_What needs to be done:_ Please reproduce, exactly and with nothing else, every line from the one containing "Point out every instance of the black" through the last line of the records below.
=== Begin Enclosure ===
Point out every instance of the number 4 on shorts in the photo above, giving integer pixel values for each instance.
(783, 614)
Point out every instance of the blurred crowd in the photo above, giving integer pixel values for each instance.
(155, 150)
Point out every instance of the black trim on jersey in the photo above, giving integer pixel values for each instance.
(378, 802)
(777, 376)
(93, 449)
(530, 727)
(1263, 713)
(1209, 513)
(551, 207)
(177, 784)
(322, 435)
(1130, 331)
=== End Enclosure ===
_Result for this task:_
Point out every instance of the black trim on jersey in the photo above, giving integer pixel values for each instance.
(378, 802)
(777, 376)
(93, 449)
(530, 727)
(1263, 713)
(1209, 513)
(551, 207)
(177, 784)
(322, 435)
(1130, 331)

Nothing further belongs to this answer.